**Information shown**
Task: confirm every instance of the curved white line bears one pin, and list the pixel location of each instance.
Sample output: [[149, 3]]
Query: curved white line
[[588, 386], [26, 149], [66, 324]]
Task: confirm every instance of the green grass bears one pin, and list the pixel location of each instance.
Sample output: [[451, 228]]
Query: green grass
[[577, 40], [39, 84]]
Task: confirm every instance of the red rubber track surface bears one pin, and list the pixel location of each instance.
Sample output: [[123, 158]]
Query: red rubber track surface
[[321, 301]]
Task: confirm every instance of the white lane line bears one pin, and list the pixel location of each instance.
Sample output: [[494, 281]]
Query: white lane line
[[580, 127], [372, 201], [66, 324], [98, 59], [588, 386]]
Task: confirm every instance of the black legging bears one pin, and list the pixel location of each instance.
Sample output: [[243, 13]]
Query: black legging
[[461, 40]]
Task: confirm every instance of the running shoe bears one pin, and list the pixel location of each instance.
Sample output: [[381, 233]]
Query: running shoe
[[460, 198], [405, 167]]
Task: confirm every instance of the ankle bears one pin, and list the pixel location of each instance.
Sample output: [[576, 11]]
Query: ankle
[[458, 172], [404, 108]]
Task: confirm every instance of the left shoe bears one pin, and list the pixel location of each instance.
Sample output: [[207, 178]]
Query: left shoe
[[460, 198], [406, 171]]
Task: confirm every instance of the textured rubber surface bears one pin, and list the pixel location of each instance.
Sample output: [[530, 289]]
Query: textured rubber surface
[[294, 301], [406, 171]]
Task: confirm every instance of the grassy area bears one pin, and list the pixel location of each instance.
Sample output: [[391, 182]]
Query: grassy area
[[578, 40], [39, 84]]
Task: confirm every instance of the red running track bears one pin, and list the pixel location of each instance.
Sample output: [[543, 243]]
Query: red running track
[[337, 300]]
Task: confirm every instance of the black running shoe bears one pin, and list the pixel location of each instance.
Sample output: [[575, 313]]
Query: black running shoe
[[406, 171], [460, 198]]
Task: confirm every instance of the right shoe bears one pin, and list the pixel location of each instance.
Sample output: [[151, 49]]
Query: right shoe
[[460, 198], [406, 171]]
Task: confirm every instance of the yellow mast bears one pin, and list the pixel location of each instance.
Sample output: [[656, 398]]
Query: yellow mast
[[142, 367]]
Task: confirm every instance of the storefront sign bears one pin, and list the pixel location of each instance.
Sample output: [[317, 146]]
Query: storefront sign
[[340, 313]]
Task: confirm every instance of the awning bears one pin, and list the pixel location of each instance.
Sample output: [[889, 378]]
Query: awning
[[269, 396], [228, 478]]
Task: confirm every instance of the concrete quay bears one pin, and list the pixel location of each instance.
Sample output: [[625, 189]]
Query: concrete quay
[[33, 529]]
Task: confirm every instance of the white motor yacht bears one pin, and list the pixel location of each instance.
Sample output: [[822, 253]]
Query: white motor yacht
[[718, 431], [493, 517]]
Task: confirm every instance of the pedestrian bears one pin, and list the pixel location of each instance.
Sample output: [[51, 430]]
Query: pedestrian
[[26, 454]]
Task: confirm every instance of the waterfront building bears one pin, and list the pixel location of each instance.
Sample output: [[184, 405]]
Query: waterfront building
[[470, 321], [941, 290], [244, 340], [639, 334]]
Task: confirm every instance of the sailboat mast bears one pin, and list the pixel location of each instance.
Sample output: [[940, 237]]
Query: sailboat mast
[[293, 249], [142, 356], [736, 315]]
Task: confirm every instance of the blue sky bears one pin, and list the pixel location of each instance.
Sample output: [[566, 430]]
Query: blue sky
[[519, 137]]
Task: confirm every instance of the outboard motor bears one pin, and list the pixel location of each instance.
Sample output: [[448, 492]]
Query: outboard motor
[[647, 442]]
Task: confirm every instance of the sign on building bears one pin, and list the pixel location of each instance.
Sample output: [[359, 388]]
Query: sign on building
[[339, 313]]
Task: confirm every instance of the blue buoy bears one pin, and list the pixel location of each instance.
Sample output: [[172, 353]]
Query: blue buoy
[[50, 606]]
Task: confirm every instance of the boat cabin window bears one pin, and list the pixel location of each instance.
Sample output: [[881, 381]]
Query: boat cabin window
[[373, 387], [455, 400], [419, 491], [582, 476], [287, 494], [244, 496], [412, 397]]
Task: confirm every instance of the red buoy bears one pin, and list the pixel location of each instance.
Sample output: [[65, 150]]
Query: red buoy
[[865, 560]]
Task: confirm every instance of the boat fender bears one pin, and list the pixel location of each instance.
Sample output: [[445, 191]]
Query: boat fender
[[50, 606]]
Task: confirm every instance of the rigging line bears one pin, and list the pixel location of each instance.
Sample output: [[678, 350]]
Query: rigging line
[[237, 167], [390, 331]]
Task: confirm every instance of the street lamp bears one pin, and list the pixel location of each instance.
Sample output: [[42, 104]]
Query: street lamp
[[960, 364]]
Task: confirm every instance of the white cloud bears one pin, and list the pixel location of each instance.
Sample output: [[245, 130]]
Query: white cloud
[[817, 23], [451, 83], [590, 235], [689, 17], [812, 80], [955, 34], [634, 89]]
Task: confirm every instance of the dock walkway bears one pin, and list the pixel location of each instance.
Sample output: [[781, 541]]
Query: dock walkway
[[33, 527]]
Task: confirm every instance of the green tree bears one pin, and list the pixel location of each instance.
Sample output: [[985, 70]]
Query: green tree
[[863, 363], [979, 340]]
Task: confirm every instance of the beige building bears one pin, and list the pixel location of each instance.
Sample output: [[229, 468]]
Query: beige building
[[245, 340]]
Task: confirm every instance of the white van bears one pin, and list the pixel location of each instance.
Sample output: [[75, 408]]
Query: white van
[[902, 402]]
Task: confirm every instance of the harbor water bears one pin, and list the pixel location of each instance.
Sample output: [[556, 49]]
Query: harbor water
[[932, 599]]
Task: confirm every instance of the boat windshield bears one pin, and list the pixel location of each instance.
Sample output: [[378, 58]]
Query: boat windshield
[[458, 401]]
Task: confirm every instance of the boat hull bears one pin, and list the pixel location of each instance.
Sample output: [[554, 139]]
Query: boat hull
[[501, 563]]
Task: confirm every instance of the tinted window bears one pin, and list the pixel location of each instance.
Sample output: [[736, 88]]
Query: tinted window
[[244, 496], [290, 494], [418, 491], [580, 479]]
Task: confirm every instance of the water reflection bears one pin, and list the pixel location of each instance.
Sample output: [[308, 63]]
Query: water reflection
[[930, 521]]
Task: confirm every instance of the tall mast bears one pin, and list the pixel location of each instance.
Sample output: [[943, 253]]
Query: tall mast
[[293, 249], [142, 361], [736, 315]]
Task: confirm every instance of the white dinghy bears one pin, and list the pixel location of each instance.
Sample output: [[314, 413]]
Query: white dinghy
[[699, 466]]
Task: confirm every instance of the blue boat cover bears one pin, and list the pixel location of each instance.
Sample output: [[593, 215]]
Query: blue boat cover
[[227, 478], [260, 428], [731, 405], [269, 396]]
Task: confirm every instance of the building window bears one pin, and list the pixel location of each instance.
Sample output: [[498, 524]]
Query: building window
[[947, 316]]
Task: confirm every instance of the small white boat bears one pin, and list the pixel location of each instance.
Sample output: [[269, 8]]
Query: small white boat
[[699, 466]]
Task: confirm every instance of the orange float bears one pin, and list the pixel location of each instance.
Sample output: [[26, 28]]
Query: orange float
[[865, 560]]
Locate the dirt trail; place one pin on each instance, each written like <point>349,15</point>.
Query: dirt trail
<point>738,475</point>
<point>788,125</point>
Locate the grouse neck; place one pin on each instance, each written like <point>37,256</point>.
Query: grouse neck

**Required action**
Among the entries above, the lines between the ones containing "Query: rigging line" and "Task: confirm every instance of the white cloud", inclusive, are to be transcribed exactly. No other line is to be given.

**Reply**
Query: rigging line
[[237, 167], [390, 331]]
Task: confirm every instance of the street lamp bears one pin, and list the pixel location of each instance.
Sample output: [[42, 104]]
Query: street lamp
[[960, 364]]
Task: confirm every instance of the white cloud bears one pin, and list the pixel location of each instance.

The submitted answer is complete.